Segment Start: Records for the task

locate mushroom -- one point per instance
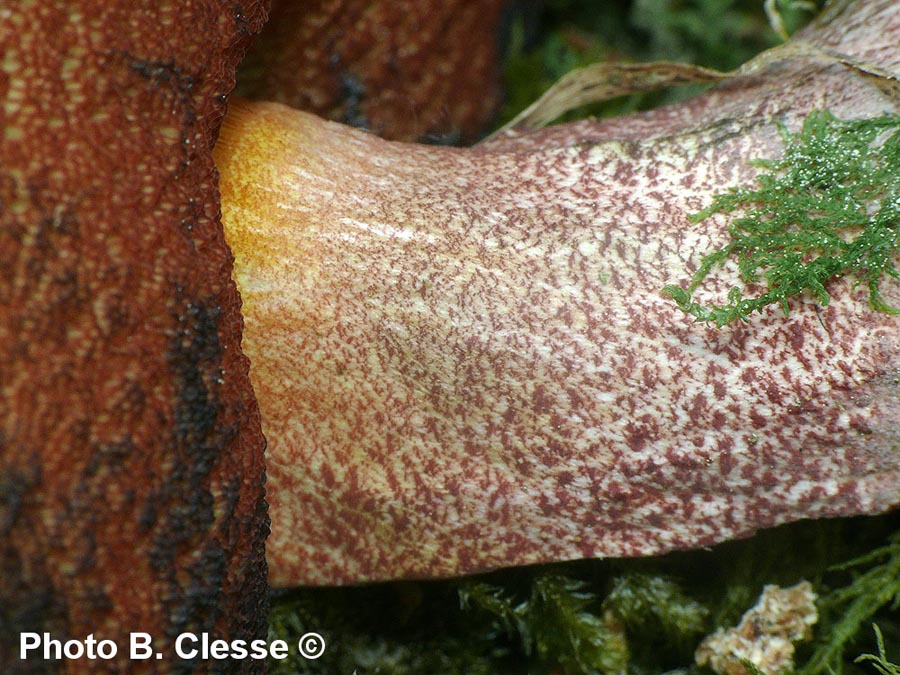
(464, 361)
(131, 492)
(131, 454)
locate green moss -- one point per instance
(830, 206)
(871, 582)
(880, 660)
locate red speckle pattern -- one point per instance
(464, 361)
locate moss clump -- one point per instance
(880, 660)
(830, 206)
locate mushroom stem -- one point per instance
(463, 360)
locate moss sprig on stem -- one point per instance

Segment End: Records for the task

> Work instruction: Reproduce every line of the material above, but drop the pictures.

> Task solution:
locate mushroom -- one point per instance
(464, 361)
(131, 492)
(131, 454)
locate green moss -- one point per instance
(830, 206)
(871, 582)
(880, 660)
locate red speckle pattern -- one point per instance
(464, 361)
locate moss clump -- one point per instance
(880, 660)
(830, 206)
locate mushroom stem -- one point per instance
(463, 360)
locate moss sprig on stem -- one point per instance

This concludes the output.